> **GIVEN TASK**
Report each line of the data below that contains the string "stamen", treating uppercase and lowercase as distinct.

> **LISTED RECORDS**
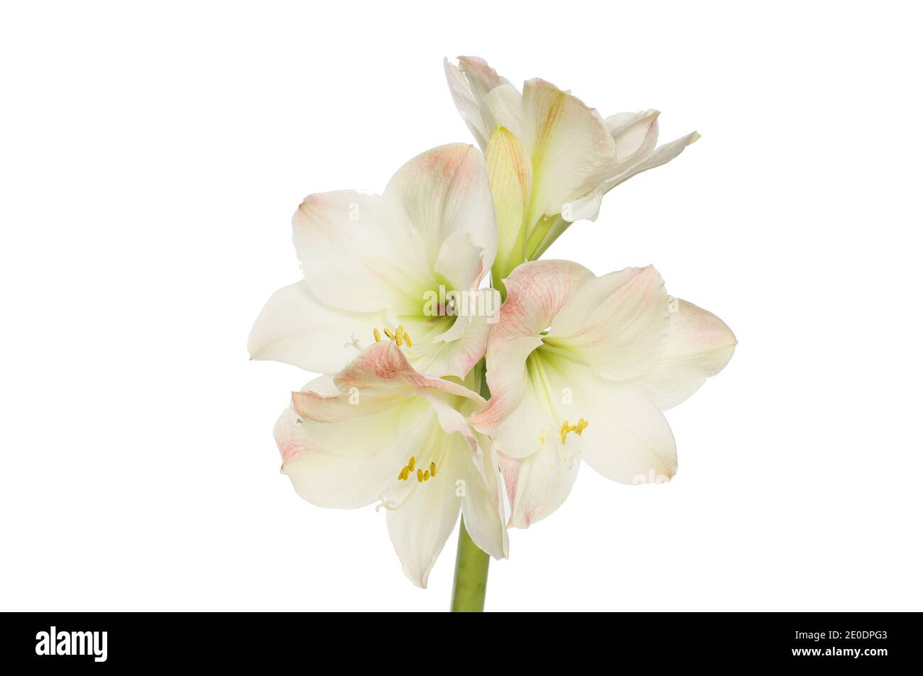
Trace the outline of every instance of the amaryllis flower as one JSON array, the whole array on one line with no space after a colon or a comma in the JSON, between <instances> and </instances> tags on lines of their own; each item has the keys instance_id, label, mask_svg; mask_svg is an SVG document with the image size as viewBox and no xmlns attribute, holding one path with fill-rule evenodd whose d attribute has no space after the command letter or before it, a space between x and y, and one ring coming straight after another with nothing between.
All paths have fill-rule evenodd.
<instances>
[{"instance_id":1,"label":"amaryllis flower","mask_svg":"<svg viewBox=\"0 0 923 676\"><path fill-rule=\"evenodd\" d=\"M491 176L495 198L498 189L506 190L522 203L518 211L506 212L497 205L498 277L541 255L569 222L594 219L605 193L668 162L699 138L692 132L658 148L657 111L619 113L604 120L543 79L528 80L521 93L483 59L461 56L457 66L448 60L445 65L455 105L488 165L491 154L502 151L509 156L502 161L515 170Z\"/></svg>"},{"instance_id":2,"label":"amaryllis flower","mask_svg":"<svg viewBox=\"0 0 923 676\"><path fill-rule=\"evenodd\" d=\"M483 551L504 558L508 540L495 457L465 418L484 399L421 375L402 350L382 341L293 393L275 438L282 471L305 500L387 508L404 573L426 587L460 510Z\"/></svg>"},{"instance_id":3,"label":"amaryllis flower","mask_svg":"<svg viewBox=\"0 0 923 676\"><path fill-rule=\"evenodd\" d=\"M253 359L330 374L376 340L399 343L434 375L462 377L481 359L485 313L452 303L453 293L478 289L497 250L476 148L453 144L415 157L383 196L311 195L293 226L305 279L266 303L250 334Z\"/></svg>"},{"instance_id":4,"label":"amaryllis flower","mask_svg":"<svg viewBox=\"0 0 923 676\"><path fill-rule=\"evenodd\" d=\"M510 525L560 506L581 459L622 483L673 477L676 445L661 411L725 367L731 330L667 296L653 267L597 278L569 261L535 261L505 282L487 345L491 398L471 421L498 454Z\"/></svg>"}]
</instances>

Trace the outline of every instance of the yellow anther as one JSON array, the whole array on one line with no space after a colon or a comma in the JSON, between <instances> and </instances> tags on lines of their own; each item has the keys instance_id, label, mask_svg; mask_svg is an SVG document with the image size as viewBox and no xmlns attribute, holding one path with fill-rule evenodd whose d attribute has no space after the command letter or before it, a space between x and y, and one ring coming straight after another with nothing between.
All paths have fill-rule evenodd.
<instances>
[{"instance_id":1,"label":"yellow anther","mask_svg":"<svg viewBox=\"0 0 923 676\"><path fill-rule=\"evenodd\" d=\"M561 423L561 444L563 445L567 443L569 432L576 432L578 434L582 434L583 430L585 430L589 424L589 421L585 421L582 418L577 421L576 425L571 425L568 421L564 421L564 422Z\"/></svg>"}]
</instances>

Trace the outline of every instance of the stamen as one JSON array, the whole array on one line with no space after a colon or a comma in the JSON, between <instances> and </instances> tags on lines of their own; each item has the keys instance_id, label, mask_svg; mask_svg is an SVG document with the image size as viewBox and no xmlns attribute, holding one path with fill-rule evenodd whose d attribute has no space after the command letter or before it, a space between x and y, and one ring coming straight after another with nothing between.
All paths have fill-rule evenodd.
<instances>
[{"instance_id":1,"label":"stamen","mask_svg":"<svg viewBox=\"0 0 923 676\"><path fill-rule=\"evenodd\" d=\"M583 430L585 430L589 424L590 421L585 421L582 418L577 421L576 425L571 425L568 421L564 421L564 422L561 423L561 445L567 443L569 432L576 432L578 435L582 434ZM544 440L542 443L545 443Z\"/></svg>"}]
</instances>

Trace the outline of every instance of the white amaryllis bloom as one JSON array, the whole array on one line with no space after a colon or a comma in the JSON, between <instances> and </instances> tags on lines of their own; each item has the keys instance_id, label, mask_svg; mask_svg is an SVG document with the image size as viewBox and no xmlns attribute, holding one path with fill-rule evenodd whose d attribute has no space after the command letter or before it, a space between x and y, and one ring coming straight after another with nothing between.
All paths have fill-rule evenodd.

--

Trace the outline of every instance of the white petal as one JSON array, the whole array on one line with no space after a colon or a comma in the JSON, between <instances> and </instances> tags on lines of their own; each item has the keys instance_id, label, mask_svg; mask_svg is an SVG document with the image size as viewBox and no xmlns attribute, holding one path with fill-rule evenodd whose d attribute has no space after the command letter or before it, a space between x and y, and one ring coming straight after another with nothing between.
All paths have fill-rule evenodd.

> **RESPONSE TO THE EXERCISE**
Trace the outline of every instance of the stamen as one JSON array, the whole array on one line with no space after a colon or a comma in the JSON, between <instances> and </instances> tags on lines of their own; each item has the keys instance_id, label, mask_svg; mask_svg is an SVG document with the image size as viewBox and no xmlns attribute, holding one path with fill-rule evenodd whose d attribute has no space after the command letter or before it, a space between x and y, and one ring coming straight after another with nothing between.
[{"instance_id":1,"label":"stamen","mask_svg":"<svg viewBox=\"0 0 923 676\"><path fill-rule=\"evenodd\" d=\"M583 430L585 430L589 424L590 421L585 421L582 418L577 421L576 425L571 425L568 421L564 421L564 422L561 423L561 445L567 443L569 432L576 432L578 435L582 434ZM544 440L542 443L545 443Z\"/></svg>"}]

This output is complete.